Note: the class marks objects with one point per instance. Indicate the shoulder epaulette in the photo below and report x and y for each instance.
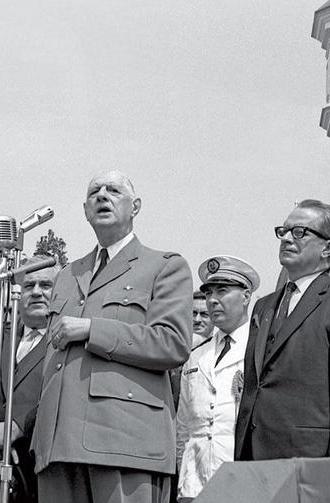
(201, 344)
(171, 254)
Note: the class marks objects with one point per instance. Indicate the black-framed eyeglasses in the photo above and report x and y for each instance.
(297, 232)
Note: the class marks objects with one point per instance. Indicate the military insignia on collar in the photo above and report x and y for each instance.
(213, 266)
(190, 371)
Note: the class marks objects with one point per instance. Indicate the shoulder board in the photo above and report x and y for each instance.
(201, 344)
(171, 254)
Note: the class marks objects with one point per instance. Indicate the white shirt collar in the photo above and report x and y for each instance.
(114, 249)
(304, 282)
(27, 330)
(235, 334)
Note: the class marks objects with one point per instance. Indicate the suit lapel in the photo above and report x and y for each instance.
(263, 330)
(83, 271)
(30, 361)
(5, 357)
(118, 265)
(307, 304)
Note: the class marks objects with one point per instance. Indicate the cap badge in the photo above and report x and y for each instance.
(213, 266)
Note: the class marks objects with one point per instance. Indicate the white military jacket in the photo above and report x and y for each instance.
(208, 407)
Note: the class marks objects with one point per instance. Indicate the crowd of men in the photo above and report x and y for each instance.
(125, 378)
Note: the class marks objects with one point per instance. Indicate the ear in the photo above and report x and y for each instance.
(136, 207)
(326, 250)
(247, 297)
(86, 212)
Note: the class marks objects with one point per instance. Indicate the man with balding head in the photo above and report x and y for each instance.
(285, 407)
(31, 349)
(120, 320)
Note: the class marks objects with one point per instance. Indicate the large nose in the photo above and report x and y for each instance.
(288, 238)
(36, 290)
(103, 194)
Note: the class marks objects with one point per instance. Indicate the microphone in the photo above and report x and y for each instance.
(8, 233)
(17, 275)
(37, 217)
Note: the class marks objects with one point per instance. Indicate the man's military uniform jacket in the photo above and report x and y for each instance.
(108, 400)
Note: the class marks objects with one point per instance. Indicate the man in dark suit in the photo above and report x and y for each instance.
(31, 349)
(120, 319)
(285, 407)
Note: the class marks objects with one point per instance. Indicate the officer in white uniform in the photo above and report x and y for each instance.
(212, 378)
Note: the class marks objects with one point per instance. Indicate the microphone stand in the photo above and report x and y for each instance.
(3, 286)
(6, 470)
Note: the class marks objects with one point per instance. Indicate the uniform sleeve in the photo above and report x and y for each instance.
(182, 419)
(164, 341)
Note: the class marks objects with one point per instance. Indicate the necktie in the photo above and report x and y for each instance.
(26, 344)
(225, 349)
(281, 316)
(104, 259)
(284, 306)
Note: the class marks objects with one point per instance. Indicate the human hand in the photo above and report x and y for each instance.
(69, 329)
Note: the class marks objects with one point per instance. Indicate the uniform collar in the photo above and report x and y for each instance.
(114, 249)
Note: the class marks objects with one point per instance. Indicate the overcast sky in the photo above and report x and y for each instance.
(211, 107)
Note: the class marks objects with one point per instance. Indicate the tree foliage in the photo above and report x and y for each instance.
(53, 246)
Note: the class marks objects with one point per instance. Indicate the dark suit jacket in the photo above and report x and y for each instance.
(109, 401)
(285, 407)
(27, 382)
(27, 387)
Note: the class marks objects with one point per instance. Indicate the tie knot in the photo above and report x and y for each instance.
(31, 335)
(103, 256)
(291, 287)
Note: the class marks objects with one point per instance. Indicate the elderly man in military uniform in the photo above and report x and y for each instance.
(120, 320)
(212, 378)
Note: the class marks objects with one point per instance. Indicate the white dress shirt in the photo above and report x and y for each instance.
(26, 344)
(113, 250)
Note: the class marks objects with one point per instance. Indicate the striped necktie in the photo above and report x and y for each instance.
(225, 349)
(26, 344)
(103, 262)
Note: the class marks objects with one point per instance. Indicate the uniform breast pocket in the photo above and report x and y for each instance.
(130, 306)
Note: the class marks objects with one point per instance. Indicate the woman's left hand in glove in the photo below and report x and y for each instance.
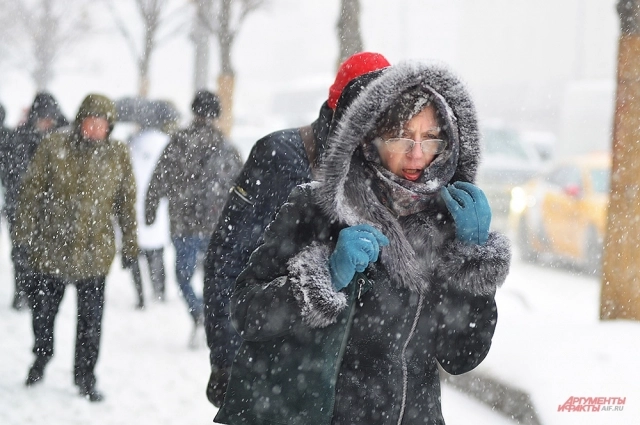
(470, 210)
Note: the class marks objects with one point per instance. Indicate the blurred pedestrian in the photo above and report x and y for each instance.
(146, 148)
(277, 163)
(374, 275)
(78, 182)
(16, 153)
(194, 173)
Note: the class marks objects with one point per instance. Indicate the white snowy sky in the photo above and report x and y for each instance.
(532, 64)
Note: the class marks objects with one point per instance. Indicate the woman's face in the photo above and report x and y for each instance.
(409, 165)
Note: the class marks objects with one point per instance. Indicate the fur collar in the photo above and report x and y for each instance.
(345, 194)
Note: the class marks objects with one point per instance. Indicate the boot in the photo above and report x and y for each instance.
(91, 393)
(88, 389)
(37, 370)
(19, 301)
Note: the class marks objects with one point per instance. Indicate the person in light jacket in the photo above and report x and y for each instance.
(371, 277)
(79, 181)
(146, 148)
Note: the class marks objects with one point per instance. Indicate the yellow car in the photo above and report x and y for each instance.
(563, 212)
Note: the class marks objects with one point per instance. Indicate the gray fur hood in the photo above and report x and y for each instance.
(423, 249)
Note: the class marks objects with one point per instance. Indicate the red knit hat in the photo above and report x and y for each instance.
(356, 65)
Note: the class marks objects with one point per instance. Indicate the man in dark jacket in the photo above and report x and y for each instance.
(78, 182)
(195, 173)
(278, 162)
(44, 117)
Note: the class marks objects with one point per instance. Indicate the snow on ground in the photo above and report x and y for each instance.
(549, 342)
(146, 371)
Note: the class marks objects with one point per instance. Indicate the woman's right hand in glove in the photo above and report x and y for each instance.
(357, 247)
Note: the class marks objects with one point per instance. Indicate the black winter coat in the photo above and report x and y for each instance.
(369, 353)
(195, 173)
(277, 163)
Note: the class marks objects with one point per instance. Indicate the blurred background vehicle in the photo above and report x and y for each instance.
(507, 161)
(562, 213)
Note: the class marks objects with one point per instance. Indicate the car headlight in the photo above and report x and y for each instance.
(518, 201)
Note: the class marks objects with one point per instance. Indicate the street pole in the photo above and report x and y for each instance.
(620, 294)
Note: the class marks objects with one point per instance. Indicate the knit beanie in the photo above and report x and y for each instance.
(356, 65)
(206, 104)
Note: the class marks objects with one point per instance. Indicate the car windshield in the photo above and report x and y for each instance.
(600, 180)
(500, 142)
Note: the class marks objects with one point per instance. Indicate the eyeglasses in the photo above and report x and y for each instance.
(402, 145)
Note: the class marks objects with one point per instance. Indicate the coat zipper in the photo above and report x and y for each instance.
(345, 338)
(405, 373)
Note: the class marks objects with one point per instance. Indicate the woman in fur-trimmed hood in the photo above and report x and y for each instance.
(371, 277)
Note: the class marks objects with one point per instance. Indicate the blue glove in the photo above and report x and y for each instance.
(357, 246)
(470, 210)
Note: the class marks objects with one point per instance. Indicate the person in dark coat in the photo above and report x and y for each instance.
(277, 163)
(195, 172)
(370, 278)
(17, 152)
(77, 185)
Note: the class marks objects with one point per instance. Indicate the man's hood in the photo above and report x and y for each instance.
(96, 105)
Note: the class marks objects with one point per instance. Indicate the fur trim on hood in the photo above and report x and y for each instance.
(418, 244)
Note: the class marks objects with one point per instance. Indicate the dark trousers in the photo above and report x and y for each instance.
(22, 275)
(188, 248)
(48, 295)
(155, 263)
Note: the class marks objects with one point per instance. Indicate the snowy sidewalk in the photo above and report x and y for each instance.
(550, 343)
(146, 371)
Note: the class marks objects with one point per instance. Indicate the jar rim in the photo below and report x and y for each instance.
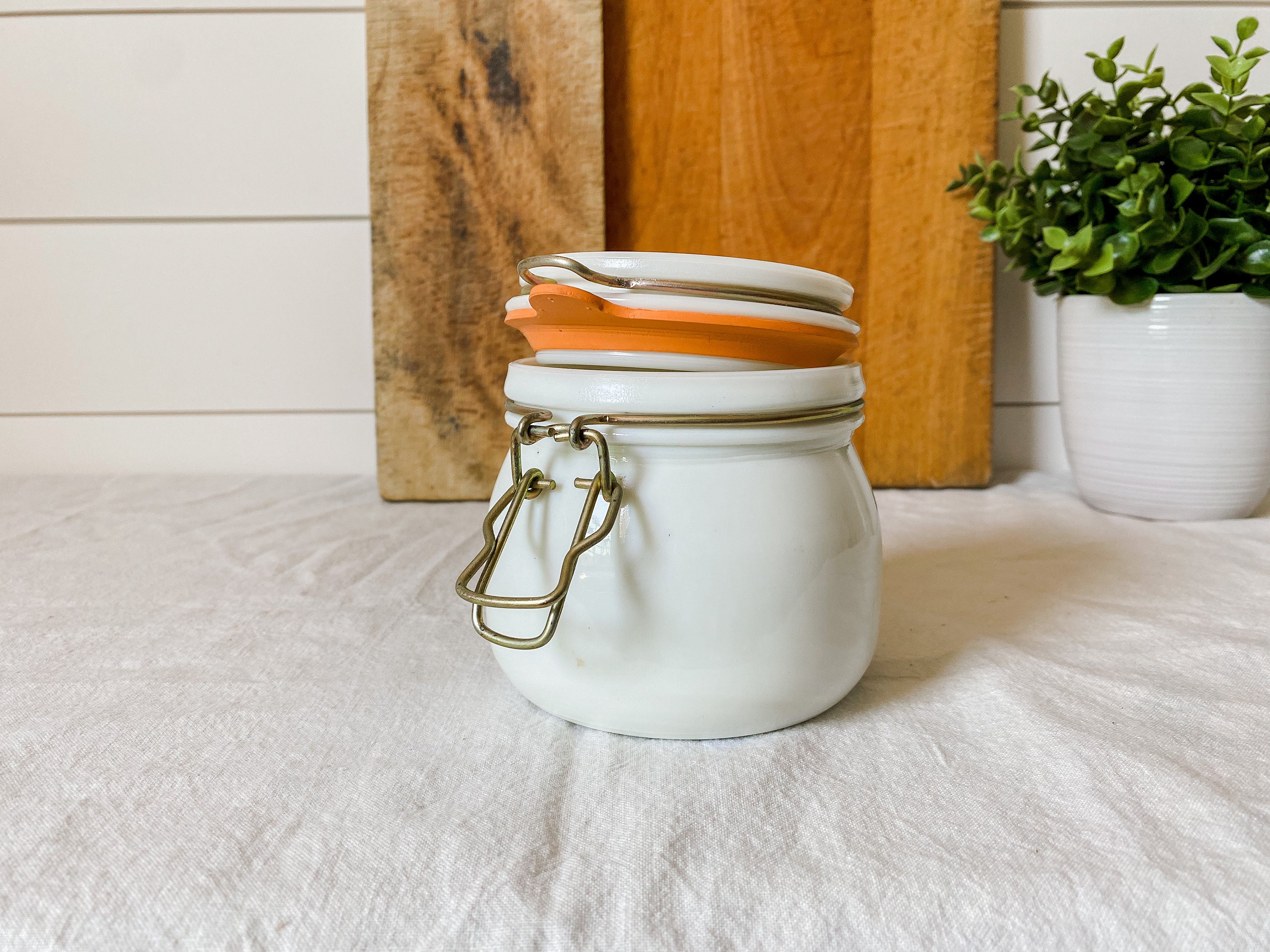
(609, 390)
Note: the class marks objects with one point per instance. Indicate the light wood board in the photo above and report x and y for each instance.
(926, 346)
(818, 134)
(487, 146)
(822, 134)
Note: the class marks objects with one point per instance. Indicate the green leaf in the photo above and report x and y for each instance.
(1124, 96)
(1108, 154)
(1100, 285)
(1055, 238)
(1189, 154)
(1080, 242)
(1157, 233)
(1133, 290)
(1216, 264)
(1194, 228)
(1256, 259)
(1113, 126)
(1165, 262)
(1182, 187)
(1234, 231)
(1198, 117)
(1213, 101)
(1084, 140)
(1103, 266)
(1124, 249)
(1250, 179)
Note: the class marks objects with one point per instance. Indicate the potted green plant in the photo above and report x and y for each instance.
(1150, 216)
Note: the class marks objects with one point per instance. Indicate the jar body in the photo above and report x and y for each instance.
(1166, 405)
(738, 592)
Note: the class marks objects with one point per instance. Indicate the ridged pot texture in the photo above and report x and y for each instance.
(1166, 405)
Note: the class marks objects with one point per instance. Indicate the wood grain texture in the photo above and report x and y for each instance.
(928, 343)
(740, 127)
(822, 134)
(487, 146)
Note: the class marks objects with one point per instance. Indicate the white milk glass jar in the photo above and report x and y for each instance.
(681, 555)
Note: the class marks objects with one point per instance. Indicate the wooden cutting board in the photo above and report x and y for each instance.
(817, 132)
(487, 146)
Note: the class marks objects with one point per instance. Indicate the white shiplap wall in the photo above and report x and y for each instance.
(185, 266)
(185, 238)
(1053, 35)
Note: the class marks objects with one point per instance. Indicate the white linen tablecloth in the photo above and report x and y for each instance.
(249, 714)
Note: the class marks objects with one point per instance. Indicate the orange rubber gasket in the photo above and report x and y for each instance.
(566, 318)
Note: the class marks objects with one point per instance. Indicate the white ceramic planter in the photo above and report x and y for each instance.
(740, 589)
(1166, 405)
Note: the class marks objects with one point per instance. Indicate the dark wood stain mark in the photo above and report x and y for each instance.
(501, 87)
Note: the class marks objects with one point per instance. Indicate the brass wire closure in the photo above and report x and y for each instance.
(691, 289)
(581, 435)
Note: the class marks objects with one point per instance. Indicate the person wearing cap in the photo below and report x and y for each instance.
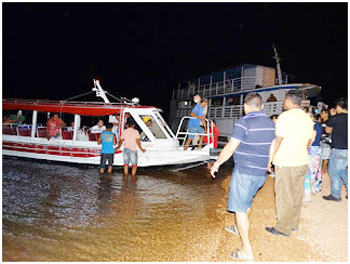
(155, 129)
(17, 118)
(194, 124)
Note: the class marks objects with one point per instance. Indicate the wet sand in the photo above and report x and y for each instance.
(322, 234)
(165, 216)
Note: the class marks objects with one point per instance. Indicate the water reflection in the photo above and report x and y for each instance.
(85, 216)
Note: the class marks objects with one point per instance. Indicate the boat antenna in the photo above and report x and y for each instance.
(99, 91)
(278, 65)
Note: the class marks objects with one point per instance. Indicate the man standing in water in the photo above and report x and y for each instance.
(290, 156)
(194, 124)
(251, 139)
(338, 159)
(108, 141)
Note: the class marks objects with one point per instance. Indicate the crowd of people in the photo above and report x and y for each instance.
(297, 144)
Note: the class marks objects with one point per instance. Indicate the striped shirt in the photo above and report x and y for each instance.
(256, 132)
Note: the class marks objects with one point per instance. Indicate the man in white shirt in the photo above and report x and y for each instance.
(99, 128)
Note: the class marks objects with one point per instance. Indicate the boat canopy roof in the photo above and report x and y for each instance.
(78, 108)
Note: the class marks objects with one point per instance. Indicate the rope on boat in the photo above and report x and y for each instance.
(80, 95)
(114, 97)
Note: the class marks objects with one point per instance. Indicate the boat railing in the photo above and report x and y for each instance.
(25, 130)
(182, 132)
(236, 111)
(224, 87)
(232, 111)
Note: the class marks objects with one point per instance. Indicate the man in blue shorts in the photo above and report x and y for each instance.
(252, 136)
(194, 124)
(108, 141)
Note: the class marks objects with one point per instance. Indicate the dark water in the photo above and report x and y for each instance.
(54, 212)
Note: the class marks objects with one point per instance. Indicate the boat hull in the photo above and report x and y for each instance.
(63, 151)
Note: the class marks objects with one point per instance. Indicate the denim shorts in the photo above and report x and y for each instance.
(194, 129)
(242, 191)
(105, 158)
(130, 156)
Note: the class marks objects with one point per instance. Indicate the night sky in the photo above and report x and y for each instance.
(53, 51)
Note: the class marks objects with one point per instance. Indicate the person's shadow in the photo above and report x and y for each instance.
(104, 192)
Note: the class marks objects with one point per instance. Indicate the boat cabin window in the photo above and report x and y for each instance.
(153, 127)
(216, 102)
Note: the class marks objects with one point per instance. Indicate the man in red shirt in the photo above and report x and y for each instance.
(216, 132)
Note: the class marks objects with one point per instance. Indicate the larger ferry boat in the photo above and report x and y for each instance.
(226, 91)
(29, 139)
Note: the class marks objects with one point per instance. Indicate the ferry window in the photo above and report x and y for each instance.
(216, 102)
(153, 127)
(234, 100)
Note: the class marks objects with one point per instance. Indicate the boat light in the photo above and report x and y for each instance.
(135, 100)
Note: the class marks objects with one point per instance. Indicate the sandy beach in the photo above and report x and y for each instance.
(322, 234)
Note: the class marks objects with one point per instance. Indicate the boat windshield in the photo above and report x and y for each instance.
(153, 126)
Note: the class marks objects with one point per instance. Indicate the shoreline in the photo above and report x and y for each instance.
(322, 234)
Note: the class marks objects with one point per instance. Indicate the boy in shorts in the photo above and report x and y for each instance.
(108, 141)
(132, 140)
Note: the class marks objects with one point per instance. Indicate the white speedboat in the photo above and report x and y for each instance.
(29, 140)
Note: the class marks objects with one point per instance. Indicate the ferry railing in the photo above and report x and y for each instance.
(182, 135)
(236, 111)
(223, 87)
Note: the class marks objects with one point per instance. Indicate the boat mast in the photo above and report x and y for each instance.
(278, 65)
(99, 91)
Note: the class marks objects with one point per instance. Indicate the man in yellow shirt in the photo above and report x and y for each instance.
(290, 157)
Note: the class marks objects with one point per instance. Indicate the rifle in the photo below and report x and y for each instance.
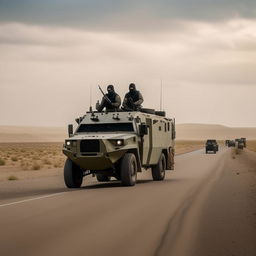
(105, 96)
(133, 106)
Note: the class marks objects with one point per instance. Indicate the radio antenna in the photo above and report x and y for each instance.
(161, 96)
(90, 109)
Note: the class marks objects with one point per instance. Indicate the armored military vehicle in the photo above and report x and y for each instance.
(211, 145)
(119, 144)
(243, 140)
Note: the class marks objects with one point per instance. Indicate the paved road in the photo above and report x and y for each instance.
(42, 217)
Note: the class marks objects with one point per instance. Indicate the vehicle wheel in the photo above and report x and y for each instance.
(102, 177)
(128, 170)
(73, 176)
(158, 171)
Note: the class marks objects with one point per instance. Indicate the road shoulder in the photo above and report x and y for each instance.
(228, 221)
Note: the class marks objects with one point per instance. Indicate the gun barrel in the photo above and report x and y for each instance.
(105, 96)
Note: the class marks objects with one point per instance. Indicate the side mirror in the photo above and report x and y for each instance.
(143, 130)
(70, 130)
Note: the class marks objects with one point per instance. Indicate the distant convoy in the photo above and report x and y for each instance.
(211, 145)
(239, 143)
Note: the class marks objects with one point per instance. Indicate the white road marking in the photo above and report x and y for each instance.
(32, 199)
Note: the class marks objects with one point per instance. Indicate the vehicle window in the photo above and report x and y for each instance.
(110, 127)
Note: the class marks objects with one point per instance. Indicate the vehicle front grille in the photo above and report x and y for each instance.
(89, 146)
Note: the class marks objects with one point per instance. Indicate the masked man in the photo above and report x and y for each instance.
(111, 101)
(133, 99)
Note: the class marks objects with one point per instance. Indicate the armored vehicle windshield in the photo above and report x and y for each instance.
(106, 127)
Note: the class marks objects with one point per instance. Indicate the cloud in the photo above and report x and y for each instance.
(45, 69)
(120, 15)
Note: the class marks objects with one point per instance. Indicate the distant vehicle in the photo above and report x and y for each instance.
(240, 144)
(119, 144)
(211, 145)
(231, 143)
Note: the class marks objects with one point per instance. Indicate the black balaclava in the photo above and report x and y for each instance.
(111, 89)
(132, 88)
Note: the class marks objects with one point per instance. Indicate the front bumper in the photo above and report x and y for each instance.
(94, 161)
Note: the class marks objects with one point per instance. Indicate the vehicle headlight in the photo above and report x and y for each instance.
(70, 143)
(117, 143)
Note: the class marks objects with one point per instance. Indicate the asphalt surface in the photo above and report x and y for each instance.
(42, 217)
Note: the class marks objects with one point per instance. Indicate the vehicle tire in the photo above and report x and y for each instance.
(73, 176)
(128, 170)
(102, 177)
(158, 171)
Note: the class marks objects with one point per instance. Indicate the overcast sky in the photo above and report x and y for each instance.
(53, 51)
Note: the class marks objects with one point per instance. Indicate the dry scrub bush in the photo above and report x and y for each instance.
(14, 158)
(2, 162)
(47, 161)
(12, 177)
(36, 166)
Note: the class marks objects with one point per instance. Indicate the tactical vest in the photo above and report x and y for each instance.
(112, 97)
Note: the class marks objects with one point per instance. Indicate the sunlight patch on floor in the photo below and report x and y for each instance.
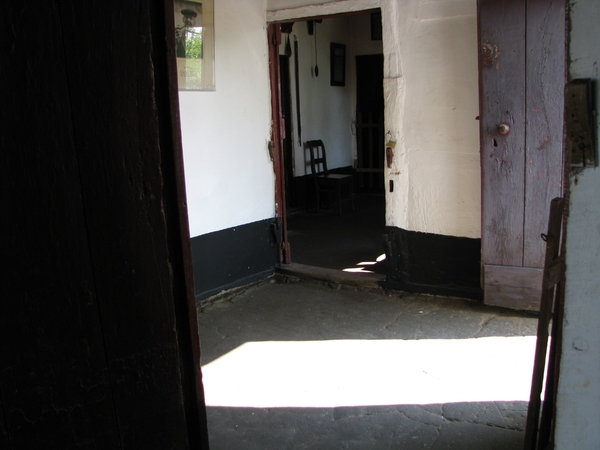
(371, 372)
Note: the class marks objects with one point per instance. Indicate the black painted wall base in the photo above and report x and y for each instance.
(433, 263)
(233, 257)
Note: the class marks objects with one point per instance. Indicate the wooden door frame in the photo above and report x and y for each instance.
(276, 145)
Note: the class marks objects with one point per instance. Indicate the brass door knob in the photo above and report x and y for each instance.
(503, 128)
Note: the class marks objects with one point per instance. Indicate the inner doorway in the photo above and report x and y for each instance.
(353, 241)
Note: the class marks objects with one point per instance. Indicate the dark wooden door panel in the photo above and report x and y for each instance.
(502, 71)
(54, 382)
(98, 343)
(522, 74)
(123, 188)
(545, 100)
(518, 287)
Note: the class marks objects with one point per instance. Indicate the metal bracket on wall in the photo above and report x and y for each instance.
(580, 119)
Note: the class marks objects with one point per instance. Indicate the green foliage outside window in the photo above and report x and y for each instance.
(193, 43)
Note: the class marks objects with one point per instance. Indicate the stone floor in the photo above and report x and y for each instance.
(292, 364)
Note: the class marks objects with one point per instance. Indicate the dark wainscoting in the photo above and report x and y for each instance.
(433, 263)
(233, 257)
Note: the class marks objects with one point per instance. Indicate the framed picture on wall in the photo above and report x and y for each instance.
(338, 64)
(195, 44)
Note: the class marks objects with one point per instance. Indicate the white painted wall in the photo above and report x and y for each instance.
(326, 111)
(431, 92)
(578, 400)
(229, 175)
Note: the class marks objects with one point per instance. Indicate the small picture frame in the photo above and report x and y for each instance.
(194, 44)
(338, 64)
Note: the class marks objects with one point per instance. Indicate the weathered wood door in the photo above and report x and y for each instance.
(522, 77)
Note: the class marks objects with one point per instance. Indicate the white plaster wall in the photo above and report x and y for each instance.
(229, 175)
(431, 89)
(431, 95)
(578, 399)
(326, 111)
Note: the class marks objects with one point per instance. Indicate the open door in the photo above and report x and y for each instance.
(522, 76)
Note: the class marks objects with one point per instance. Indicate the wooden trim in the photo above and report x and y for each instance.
(185, 300)
(277, 135)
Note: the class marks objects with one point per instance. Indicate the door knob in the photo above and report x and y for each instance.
(503, 128)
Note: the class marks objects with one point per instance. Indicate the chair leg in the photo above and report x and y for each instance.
(318, 200)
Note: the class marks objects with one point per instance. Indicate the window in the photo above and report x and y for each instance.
(195, 45)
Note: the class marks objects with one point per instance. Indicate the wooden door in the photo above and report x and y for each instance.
(99, 341)
(522, 77)
(369, 121)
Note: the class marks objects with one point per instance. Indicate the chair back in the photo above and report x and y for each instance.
(318, 157)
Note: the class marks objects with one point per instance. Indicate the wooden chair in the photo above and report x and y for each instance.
(328, 184)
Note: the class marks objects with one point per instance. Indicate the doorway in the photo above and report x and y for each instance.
(350, 123)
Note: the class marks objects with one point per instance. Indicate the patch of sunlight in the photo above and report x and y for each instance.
(371, 372)
(357, 270)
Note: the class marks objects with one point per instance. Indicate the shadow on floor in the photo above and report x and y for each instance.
(352, 241)
(298, 365)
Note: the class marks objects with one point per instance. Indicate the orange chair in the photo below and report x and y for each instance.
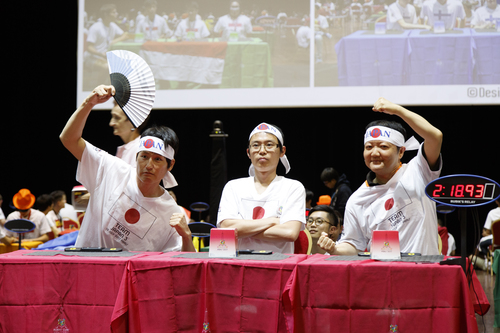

● ● ● ●

Output exactly the lines from the one containing "the wooden chair" through the last line of the records above, both included, and leave out the pictures.

◆ **Exercise output**:
Note: the class marks objects with one point per instance. Indicate the wooden chair in the photo above and report x and y for each instance.
(328, 184)
Note: the class marks objects with one point per instance. Indicate the doorway in the photo above and report x and y for each instance.
(350, 123)
Note: the class marks objects with one point per instance. Indicate the patch of sunlight in the photo above and report x and y for each instance.
(371, 372)
(357, 270)
Note: the class marks objects with one point per instance. Indicate the shadow on floor in the photo above and report x and y for each instance.
(352, 241)
(298, 365)
Note: the class marks objects with one point per instance. Indicate the orange chair in the photo below and report x and y for each instance.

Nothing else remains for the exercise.